(WHAT THIS TASK INVOLVES) Look for the word "rough" in the material below. Copy each line that has it.

BEGIN EXCERPTED DATA

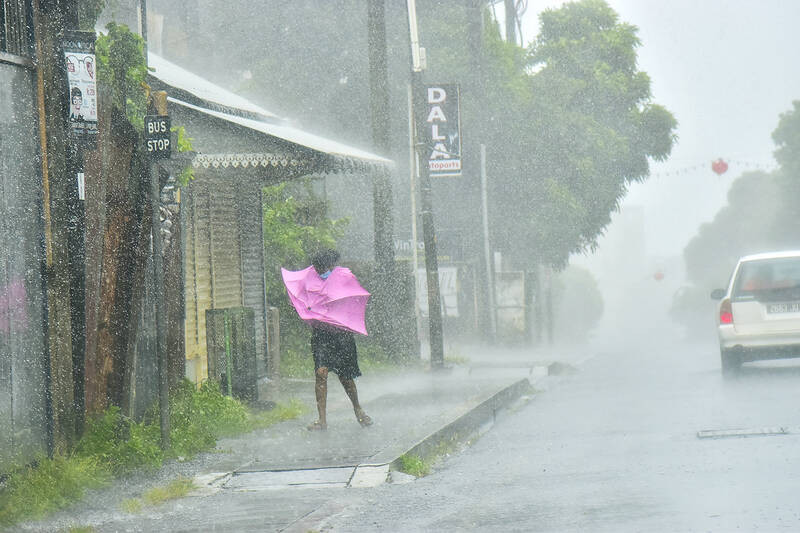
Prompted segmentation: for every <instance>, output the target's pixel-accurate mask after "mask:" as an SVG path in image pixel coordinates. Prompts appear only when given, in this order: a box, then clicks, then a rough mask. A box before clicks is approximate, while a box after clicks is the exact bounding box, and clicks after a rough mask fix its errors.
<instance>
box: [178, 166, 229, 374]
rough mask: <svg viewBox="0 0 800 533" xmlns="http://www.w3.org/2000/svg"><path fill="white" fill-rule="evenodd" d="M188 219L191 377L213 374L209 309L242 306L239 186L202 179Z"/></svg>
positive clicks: (188, 354)
mask: <svg viewBox="0 0 800 533" xmlns="http://www.w3.org/2000/svg"><path fill="white" fill-rule="evenodd" d="M187 192H188V193H189V194H188V196H189V197H190V198H191V199H190V200H189V201H188V202H187V204H188V205H189V206H190V207H189V208H190V213H189V216H187V217H186V218H185V224H186V227H185V260H186V267H185V273H186V274H185V280H186V284H185V294H186V297H185V302H186V318H185V341H186V358H187V365H186V370H187V377H189V378H190V379H193V380H194V381H196V382H199V381H202V380H204V379H206V378H207V377H208V361H207V348H206V310H207V309H221V308H226V307H241V306H242V273H241V272H242V269H241V262H242V258H241V246H240V236H239V224H238V221H237V215H238V212H239V211H238V207H237V202H236V193H235V188H233V187H229V186H228V187H226V186H224V185H215V186H212V187H210V186H209V185H208V184H207V183H202V182H197V183H195V184H193V185H192V186H191V187H190V188H189V189H188V190H187Z"/></svg>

END EXCERPTED DATA

(EXERCISE ANSWER)
Prompted segmentation: for every <instance>, output the target's pixel-accurate mask after "mask:" as an SVG path in image pixel coordinates. Prompts appear only when given, in this order: a box, then clicks, then a rough mask. A box before clicks is approximate, while a box after clicks is the exact bounding box, and clicks after a rough mask fix its errors.
rough mask: <svg viewBox="0 0 800 533" xmlns="http://www.w3.org/2000/svg"><path fill="white" fill-rule="evenodd" d="M188 219L191 377L213 374L209 309L242 306L239 186L202 179Z"/></svg>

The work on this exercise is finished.